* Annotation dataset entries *
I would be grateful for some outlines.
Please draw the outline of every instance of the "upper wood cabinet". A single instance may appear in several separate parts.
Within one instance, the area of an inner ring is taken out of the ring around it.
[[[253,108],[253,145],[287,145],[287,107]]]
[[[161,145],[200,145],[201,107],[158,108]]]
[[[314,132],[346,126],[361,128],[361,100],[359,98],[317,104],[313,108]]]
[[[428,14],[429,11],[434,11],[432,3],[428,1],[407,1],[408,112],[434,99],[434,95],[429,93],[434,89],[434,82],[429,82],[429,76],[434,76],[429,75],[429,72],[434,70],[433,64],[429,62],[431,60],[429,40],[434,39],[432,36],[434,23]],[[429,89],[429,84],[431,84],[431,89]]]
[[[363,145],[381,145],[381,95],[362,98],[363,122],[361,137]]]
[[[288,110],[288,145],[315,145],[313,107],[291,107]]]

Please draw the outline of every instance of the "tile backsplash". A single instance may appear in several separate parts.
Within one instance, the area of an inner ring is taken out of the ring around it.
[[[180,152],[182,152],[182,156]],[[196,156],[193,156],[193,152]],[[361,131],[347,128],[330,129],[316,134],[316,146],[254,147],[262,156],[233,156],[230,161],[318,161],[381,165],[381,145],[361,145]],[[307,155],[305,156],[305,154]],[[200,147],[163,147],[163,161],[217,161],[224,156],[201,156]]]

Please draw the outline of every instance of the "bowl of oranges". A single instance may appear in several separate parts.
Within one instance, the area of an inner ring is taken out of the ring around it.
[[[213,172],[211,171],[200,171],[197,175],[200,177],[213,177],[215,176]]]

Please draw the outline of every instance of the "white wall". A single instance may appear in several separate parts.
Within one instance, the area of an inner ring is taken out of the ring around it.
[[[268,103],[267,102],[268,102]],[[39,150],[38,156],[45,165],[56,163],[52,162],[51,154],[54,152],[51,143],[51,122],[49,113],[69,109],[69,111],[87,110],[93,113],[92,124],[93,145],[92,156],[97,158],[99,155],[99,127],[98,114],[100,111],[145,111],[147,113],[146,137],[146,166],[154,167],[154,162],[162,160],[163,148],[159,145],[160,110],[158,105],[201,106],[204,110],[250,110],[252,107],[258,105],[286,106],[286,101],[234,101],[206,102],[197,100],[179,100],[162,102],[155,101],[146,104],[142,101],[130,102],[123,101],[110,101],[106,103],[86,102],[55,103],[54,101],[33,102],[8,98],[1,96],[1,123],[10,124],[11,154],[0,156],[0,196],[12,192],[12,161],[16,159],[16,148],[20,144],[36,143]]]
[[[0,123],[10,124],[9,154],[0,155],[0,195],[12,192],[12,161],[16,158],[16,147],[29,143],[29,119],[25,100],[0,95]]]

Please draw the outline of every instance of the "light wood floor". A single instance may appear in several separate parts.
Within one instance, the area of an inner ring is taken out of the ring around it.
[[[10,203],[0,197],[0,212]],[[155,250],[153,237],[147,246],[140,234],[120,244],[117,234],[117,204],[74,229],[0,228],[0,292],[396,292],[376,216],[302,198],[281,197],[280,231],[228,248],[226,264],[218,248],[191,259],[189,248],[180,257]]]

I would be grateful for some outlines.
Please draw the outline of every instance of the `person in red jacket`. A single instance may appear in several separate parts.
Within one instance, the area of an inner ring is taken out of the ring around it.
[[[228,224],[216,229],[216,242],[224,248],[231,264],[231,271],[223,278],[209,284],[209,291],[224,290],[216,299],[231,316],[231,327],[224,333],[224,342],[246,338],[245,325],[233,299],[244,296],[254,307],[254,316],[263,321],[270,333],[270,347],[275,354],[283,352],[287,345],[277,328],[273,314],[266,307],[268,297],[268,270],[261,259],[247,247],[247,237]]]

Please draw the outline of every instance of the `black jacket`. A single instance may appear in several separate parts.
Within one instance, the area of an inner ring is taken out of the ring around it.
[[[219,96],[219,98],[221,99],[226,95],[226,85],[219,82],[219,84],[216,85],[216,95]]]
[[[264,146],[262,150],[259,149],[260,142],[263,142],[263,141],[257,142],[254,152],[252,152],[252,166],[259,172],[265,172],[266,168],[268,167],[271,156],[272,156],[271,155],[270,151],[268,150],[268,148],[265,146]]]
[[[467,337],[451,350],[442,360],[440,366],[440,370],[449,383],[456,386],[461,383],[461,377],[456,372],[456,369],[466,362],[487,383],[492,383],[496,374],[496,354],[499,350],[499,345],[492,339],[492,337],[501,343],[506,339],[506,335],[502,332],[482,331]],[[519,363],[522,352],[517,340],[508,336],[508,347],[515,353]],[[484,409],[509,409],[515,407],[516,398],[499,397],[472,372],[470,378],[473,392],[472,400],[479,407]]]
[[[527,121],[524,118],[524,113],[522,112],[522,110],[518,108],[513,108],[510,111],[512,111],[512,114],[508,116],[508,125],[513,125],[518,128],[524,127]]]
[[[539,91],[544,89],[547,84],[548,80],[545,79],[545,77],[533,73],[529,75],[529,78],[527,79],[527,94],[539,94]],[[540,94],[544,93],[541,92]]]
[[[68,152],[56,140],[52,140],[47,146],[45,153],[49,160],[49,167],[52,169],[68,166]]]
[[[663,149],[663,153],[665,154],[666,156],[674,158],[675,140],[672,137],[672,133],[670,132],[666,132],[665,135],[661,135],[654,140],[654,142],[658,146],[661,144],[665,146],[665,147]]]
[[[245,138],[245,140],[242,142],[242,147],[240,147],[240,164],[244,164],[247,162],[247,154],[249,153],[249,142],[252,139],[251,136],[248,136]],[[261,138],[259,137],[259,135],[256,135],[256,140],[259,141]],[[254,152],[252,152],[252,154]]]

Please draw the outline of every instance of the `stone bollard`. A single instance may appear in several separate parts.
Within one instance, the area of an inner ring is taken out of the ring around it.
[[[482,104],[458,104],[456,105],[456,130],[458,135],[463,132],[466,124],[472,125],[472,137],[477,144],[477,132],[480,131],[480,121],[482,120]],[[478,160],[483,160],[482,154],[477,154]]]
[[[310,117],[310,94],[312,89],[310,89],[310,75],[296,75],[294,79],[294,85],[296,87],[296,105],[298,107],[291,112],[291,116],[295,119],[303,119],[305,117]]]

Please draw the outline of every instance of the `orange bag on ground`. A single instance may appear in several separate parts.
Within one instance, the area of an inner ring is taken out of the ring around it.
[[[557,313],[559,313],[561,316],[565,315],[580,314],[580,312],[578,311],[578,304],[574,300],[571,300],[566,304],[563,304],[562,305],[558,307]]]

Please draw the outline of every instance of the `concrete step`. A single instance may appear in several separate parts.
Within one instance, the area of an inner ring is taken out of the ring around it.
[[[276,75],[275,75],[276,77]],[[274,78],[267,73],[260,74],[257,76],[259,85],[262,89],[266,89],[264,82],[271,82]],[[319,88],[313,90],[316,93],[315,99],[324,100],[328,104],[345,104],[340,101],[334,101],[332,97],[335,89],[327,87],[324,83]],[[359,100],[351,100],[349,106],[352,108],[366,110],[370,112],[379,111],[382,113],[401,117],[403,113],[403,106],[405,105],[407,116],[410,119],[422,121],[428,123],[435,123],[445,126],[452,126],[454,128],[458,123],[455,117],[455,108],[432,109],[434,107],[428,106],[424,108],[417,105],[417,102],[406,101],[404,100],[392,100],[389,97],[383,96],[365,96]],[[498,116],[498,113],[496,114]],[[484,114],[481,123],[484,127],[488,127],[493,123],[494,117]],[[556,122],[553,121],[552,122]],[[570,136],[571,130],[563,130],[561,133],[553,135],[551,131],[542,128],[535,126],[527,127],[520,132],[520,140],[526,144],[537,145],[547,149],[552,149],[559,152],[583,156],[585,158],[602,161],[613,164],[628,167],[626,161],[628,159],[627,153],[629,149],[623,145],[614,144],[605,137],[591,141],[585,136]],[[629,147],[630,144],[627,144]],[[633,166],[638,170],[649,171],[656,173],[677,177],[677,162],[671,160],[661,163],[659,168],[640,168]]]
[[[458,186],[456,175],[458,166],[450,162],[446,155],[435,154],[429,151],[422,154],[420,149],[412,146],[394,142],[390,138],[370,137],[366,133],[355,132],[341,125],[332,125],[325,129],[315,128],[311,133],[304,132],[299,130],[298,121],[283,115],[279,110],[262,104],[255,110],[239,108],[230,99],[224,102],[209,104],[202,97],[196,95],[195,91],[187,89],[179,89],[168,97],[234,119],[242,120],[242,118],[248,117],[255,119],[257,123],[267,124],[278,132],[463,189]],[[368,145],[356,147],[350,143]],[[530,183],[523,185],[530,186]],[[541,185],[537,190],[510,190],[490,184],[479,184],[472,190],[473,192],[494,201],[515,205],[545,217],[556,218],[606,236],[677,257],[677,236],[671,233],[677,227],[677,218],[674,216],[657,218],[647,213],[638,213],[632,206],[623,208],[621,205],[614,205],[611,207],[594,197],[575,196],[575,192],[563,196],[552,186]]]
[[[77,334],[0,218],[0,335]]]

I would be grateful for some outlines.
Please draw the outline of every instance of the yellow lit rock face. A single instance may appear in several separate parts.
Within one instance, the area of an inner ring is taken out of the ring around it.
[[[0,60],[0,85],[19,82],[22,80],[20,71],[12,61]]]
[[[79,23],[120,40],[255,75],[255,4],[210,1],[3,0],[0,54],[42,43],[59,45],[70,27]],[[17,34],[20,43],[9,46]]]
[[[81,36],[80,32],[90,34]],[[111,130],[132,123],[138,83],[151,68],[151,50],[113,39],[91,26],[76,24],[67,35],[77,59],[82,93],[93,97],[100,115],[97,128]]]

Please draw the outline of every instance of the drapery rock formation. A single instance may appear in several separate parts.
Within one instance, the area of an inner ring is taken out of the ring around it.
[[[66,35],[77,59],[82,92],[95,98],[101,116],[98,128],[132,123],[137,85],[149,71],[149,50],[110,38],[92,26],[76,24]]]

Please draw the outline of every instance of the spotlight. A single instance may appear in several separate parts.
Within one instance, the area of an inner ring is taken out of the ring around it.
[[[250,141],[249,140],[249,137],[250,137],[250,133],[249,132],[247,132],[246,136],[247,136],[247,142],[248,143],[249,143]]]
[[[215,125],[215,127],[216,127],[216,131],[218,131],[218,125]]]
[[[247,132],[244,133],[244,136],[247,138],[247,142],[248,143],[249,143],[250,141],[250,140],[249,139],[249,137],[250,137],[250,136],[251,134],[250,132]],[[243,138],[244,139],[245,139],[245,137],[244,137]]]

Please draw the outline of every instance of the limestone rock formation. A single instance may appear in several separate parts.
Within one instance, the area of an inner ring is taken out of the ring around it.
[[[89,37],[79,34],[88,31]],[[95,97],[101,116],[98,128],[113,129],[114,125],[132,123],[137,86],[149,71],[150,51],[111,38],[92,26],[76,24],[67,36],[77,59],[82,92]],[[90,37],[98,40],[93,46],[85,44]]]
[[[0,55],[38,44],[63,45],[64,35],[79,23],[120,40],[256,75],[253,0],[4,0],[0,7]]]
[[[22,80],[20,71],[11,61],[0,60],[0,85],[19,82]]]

* TASK OBJECTIVE *
Copy out the lines of the listing word for word, from its first line through the line holding "[[[288,110],[288,145],[315,145],[313,107],[291,107]]]", both ends included.

* WRITTEN SOLUTION *
I would be grateful for some outlines.
Please draw the outline of every instance of the "upper wood cabinet". A single instance may appear in several separate parts.
Within one instance, the area of an inner ring is taken out of the ring around it.
[[[253,108],[253,145],[287,145],[287,107]]]
[[[161,145],[200,145],[201,107],[158,108]]]
[[[314,132],[346,126],[361,128],[361,100],[359,98],[317,104],[313,108]]]
[[[428,14],[429,11],[434,11],[432,3],[428,1],[407,1],[408,112],[434,99],[434,95],[429,93],[434,89],[434,82],[429,82],[429,76],[434,76],[429,75],[429,72],[434,70],[433,64],[429,62],[431,60],[429,40],[434,39],[432,36],[434,23]],[[429,89],[429,84],[431,84],[431,89]]]
[[[363,145],[381,145],[381,95],[362,98],[363,122],[361,137]]]
[[[288,110],[288,145],[315,145],[313,107],[291,107]]]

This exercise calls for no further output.